**What you will do**
Please copy the stretch of records from the line containing "Accessibility mode: describe the location of the hill in" through the line containing "[219,199,636,260]", reproducing each line character for character and nothing else.

** Start Source records **

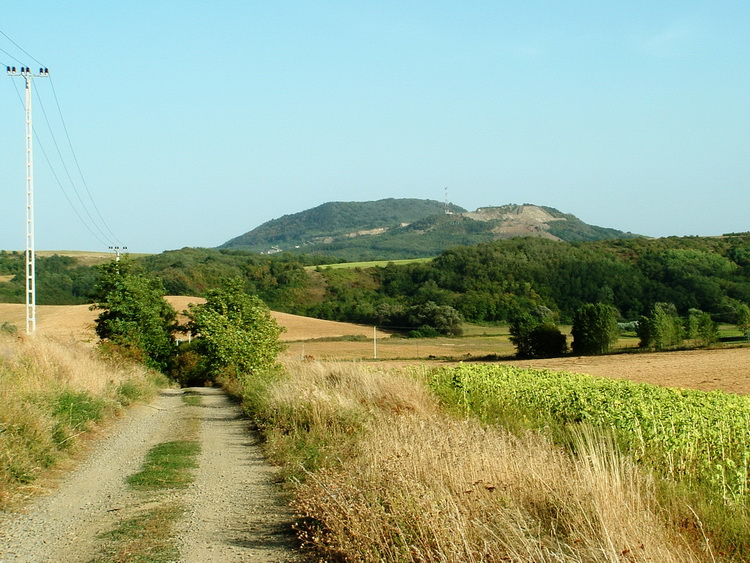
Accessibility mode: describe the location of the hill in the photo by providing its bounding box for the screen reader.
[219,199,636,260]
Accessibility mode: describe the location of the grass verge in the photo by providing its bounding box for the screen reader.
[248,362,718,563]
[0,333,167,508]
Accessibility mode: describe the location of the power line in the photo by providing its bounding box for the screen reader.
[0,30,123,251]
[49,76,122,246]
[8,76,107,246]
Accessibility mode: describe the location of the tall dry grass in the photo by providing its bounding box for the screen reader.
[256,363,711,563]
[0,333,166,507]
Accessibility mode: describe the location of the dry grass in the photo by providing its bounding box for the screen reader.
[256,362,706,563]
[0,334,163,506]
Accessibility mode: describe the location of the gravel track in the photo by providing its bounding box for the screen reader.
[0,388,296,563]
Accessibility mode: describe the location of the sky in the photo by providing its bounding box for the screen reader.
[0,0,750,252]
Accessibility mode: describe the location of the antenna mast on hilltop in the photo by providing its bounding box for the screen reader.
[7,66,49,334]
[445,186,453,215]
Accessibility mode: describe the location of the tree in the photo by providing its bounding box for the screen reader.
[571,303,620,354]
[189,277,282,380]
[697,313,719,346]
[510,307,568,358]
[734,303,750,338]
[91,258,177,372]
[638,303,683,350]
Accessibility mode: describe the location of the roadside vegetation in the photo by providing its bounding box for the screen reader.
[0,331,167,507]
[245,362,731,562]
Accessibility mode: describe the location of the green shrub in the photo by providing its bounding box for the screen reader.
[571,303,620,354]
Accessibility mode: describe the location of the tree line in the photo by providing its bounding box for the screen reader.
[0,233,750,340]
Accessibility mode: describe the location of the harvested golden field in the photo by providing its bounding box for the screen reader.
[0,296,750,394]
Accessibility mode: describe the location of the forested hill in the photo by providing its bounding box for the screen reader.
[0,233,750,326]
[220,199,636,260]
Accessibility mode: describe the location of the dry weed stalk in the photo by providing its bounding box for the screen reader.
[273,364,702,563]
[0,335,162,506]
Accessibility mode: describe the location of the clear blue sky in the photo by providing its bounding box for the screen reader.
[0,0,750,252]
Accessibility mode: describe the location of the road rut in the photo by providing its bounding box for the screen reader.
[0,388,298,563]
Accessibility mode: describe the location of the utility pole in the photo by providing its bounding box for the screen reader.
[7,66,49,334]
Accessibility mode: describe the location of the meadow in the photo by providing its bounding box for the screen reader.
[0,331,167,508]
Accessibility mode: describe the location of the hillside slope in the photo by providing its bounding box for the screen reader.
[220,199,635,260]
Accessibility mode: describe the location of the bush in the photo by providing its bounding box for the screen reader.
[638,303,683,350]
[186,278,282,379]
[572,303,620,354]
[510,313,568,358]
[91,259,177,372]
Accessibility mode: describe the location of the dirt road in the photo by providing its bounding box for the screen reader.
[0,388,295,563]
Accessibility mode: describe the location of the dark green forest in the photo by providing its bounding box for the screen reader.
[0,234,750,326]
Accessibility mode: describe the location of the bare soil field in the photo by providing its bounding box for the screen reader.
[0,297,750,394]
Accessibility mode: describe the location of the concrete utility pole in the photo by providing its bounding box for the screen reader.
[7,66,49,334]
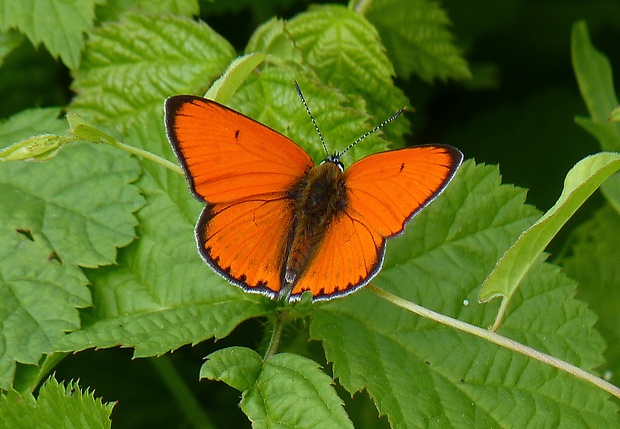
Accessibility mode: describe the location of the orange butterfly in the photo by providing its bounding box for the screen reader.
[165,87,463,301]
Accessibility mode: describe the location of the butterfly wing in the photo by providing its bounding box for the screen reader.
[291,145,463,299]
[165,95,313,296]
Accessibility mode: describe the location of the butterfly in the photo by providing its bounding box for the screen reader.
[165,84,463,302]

** End Source records **
** Start Source records **

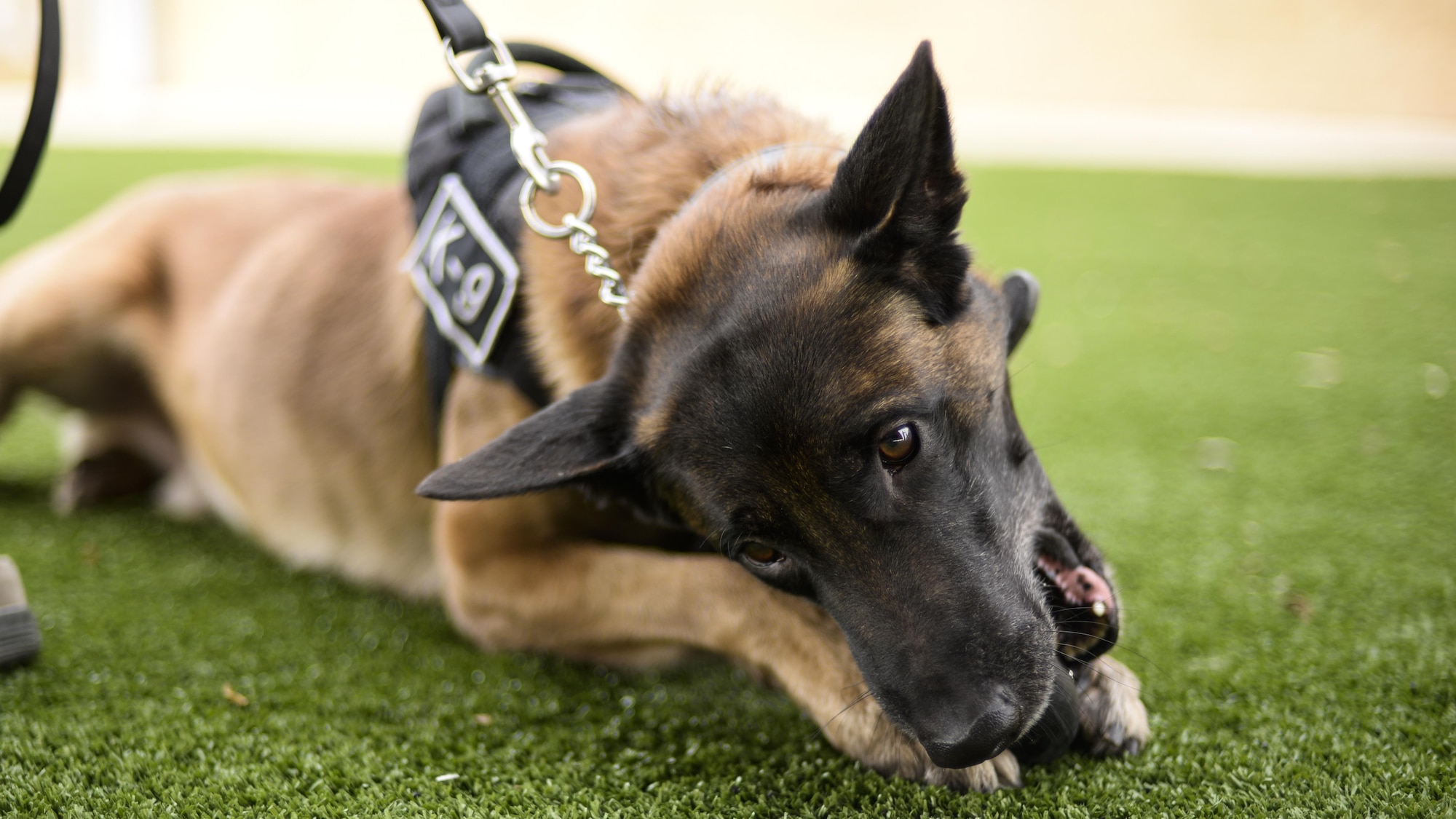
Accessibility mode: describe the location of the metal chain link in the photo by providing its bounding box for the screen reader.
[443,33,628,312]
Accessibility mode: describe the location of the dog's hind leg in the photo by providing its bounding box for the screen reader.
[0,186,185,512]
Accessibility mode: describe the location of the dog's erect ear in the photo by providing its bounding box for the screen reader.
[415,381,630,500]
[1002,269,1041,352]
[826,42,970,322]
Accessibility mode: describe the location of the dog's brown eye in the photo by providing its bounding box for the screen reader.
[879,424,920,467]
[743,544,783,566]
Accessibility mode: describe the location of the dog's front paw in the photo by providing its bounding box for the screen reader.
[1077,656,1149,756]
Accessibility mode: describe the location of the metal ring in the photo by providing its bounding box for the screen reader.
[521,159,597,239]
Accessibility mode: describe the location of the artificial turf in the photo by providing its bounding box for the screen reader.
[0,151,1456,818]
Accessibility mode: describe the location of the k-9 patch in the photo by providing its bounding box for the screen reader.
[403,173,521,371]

** End Source records **

**Written response**
Accessibility mode: describe the location of the hill in the photo by providing its bounding box for the screen reader.
[219,199,636,260]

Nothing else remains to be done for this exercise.